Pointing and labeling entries
━━━━━━━━
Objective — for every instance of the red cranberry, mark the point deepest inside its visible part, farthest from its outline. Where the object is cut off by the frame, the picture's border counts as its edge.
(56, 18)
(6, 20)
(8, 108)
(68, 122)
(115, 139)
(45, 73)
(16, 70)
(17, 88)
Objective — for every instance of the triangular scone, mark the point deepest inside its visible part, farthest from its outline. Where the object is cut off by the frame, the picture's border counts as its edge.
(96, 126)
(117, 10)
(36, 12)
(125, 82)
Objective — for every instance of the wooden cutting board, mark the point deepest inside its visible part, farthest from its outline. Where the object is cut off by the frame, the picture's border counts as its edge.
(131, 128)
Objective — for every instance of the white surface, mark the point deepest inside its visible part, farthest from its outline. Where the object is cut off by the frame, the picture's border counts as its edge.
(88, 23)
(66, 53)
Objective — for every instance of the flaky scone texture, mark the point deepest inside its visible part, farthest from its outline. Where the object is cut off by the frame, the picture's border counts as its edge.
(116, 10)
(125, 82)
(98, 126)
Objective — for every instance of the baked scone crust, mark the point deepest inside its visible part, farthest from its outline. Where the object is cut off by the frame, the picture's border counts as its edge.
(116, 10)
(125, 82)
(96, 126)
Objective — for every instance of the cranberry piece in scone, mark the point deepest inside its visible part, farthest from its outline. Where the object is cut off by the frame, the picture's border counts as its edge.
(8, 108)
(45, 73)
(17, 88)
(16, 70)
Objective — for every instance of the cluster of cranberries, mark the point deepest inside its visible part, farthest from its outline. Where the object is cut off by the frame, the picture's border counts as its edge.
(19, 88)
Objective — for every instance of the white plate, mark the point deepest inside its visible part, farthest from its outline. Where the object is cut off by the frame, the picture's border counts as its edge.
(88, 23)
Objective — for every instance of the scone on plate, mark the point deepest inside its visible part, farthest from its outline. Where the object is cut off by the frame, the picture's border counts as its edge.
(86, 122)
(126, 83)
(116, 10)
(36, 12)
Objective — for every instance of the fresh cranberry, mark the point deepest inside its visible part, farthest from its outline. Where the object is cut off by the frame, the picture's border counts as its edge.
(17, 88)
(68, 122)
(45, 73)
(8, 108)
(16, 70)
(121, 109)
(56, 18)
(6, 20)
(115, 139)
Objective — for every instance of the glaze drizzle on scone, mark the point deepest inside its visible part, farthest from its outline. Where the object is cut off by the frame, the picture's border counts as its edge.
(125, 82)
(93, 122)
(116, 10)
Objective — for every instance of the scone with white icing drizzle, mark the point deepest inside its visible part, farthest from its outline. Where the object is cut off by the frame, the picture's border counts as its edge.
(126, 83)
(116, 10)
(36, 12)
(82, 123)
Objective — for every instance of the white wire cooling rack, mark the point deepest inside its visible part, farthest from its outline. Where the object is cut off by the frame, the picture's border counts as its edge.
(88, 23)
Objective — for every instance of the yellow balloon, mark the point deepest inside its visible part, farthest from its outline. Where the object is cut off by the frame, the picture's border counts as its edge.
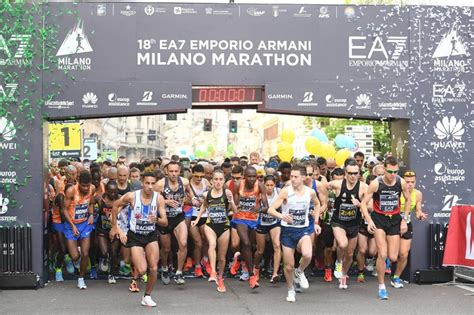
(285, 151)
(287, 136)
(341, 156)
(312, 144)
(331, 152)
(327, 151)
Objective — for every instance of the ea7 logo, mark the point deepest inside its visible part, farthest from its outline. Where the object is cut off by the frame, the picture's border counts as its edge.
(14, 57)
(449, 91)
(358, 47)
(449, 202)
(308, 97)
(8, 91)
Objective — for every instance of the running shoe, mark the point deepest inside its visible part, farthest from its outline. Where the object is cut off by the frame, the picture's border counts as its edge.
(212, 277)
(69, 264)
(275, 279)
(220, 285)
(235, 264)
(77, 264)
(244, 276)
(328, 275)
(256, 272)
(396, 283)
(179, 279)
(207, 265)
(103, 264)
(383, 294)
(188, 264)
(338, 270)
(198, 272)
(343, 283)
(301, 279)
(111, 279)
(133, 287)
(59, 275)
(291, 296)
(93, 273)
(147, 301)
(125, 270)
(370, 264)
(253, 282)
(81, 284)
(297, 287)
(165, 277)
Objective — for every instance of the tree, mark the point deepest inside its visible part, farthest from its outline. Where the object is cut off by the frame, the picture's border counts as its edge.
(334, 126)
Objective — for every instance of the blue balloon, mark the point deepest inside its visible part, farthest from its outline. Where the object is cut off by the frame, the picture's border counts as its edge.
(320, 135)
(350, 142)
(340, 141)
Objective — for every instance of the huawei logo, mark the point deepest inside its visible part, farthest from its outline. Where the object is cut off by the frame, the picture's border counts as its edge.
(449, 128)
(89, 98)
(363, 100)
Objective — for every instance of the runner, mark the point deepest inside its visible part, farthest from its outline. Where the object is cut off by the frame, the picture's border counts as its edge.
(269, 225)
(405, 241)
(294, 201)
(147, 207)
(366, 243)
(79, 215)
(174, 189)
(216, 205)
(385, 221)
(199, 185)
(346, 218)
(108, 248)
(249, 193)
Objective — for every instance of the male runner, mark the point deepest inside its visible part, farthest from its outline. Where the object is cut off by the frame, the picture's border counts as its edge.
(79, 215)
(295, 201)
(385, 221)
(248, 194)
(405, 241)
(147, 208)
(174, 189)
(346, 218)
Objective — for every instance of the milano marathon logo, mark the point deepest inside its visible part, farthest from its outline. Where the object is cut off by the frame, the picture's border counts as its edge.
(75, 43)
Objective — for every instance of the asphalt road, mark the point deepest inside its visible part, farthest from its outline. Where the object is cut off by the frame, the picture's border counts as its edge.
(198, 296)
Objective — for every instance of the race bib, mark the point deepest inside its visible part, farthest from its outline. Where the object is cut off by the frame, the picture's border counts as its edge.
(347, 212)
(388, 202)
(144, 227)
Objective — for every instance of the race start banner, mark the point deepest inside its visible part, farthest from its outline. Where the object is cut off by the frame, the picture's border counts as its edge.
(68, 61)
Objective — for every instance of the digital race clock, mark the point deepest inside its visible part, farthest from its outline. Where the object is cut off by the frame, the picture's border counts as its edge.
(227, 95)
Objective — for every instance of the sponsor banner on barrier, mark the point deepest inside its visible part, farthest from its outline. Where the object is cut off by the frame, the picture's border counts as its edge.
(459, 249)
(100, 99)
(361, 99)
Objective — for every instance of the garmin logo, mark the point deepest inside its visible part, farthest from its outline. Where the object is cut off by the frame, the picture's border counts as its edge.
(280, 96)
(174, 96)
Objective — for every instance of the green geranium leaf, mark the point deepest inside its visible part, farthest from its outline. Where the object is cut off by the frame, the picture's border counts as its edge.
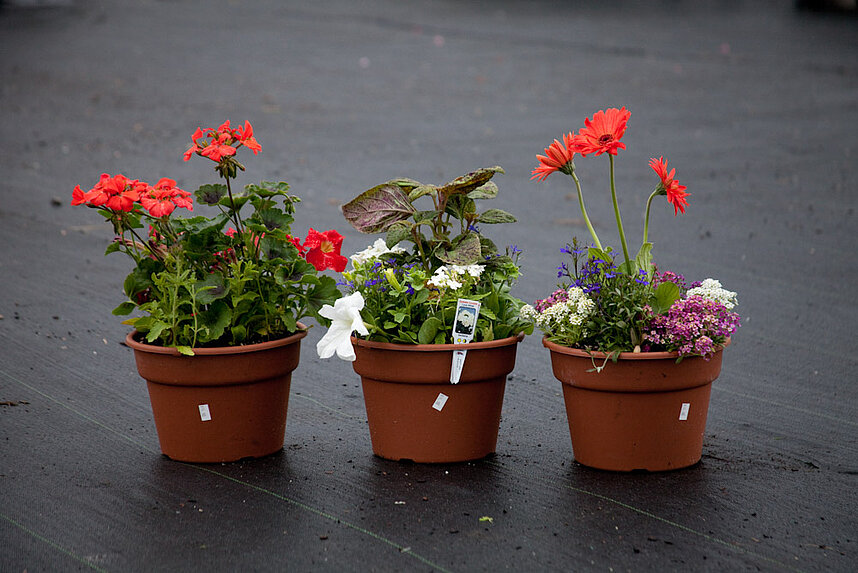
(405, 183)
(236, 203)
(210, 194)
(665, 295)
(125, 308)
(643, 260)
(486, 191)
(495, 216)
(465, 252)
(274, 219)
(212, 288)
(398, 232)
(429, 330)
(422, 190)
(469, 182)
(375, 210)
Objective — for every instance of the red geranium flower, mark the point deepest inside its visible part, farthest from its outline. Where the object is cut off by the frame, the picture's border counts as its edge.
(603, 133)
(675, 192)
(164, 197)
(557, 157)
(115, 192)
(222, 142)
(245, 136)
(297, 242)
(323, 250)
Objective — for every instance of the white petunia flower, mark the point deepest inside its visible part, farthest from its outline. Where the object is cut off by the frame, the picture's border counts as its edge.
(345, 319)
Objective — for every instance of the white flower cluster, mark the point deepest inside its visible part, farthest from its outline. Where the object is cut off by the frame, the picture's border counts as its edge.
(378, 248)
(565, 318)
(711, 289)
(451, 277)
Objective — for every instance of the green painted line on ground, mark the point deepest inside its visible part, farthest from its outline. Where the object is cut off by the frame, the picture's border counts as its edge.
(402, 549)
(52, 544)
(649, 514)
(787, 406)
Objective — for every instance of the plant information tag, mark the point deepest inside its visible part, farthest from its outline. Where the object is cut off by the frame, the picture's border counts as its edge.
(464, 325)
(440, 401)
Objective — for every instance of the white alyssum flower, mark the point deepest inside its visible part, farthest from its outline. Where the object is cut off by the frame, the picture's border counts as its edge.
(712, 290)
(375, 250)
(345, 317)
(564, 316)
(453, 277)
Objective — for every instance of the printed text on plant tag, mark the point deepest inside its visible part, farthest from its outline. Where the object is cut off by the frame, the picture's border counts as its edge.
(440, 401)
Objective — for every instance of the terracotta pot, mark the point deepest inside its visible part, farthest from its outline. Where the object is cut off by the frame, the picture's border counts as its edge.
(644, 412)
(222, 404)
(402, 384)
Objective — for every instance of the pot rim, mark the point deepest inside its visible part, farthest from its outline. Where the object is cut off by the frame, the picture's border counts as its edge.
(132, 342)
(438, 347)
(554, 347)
━━━━━━━━
• _Problem statement_
From the line containing "Objective — for every instance of the white flower" through the final line of the listing above, retype every line exactly; leave out everything else.

• _Full response_
Objective — for every instance of the white flower cluster, mark the point deepest inside its visible part, farthest from its outline. Where the object is cut off by the frame, the picture's border counts as its edge.
(378, 248)
(565, 318)
(711, 289)
(451, 277)
Objective — for every instance of the green painted line on ground, mark the point deepest inside its visible part, farthest from its outline. Where the object is cut off by the frame, the picture's border counts as its edge.
(402, 549)
(52, 544)
(649, 514)
(787, 406)
Objective — for every instance of the plant information tag, mark the point deepest inside its visible part, farthest from its outline. Where the object is cut off by the frame, the picture's border counts as its edge.
(464, 325)
(440, 401)
Objective — for every instance of the white alyssum flower, mark the point deepest inside its visible part, farthest from its outline. Where the object is cut off by the frame, the picture's border counts as its edge.
(712, 290)
(375, 250)
(345, 317)
(564, 316)
(453, 277)
Objective — for every instance of the printed text on plant tag, mark the point deepest inside its visible part, farthest from its outline. Where the object is cut off by the frame, the picture's border counts as its edge.
(440, 401)
Objective — for every instance of the terracotta pot, mark the point deepest inside its visible part, farthest from its outline. Where the object is cut off by the frame, the picture's border counts as its edge.
(644, 412)
(222, 404)
(402, 384)
Objective — for every instance of the pot rim, mark the point deepest inside its visible part, farthest from its outline. Where the object is cut off by the frame, the picture's border counts as its edge.
(132, 342)
(438, 347)
(554, 347)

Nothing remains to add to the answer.